◆ **What you need to do**
Reproduce verbatim the lines starting with the one that contains "target | bright white sky" and going on through the last of the items, both ends included, and nothing else.
# Start of Supplied information
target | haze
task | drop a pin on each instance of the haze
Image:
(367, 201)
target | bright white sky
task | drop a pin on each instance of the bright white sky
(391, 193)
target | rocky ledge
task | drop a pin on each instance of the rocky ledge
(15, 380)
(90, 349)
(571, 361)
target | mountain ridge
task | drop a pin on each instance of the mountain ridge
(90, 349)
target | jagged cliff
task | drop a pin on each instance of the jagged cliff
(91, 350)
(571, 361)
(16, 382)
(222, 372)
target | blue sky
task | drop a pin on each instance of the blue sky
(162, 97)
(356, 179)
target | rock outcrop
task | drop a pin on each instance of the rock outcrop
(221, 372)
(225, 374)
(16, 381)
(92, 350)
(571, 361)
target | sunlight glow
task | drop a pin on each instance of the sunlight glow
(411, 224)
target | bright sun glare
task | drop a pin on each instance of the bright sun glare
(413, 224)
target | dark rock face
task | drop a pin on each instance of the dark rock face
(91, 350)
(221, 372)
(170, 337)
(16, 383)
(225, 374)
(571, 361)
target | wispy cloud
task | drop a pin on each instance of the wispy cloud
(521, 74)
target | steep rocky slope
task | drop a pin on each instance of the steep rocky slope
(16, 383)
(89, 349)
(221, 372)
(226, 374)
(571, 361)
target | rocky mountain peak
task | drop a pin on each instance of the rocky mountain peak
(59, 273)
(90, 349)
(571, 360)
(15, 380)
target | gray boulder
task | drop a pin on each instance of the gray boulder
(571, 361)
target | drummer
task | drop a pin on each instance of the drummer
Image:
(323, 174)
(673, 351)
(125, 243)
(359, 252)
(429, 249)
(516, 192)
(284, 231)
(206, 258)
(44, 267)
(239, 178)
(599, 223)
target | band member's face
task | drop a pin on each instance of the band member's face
# End of Supplied information
◆ **Correct output**
target | bright white sky
task | drop a pin on each instance of the bright white sky
(391, 193)
target | rocky ledge
task | drop a pin on each instance of the rocky ledge
(15, 380)
(90, 349)
(571, 361)
target | mountain ridge
task | drop a pin on each instance of the mountain ridge
(90, 349)
target | jagged cliff
task | drop a pin on each instance of the jagged cliff
(91, 350)
(571, 361)
(16, 382)
(222, 372)
target | blue sky
task | drop a pin on each instance of the blue sky
(162, 97)
(356, 179)
target | rock outcrop
task | drop a pin on each instance of the rock outcrop
(221, 372)
(225, 374)
(16, 381)
(92, 350)
(571, 361)
target | sunlight glow
task | drop a pin on each instance of the sunlight glow
(411, 224)
target | bright sun glare
task | drop a pin on each instance of the bright sun glare
(413, 224)
target | dark rock face
task | drop a pin on each instance of the dark rock face
(91, 350)
(221, 372)
(170, 337)
(16, 383)
(225, 374)
(571, 361)
target | wispy cloud
task | drop a pin on each instance of the wispy cloud
(521, 74)
target | steep rocky slope
task | drop a pin on each instance of the steep rocky slope
(16, 383)
(89, 349)
(221, 372)
(226, 374)
(571, 361)
target | rocky mountain peak
task | drop a pin on each instance of the rocky mountain peak
(59, 273)
(90, 349)
(571, 360)
(15, 380)
target | gray boulder
task | drop a pin on each instance of the gray boulder
(571, 361)
target | drummer
task | drop a pin on each instance of the drummer
Image:
(323, 174)
(673, 351)
(125, 243)
(359, 252)
(429, 249)
(516, 192)
(284, 231)
(206, 258)
(44, 267)
(239, 178)
(599, 223)
target | band member's face
task | drop a pin on each instance of the band member's face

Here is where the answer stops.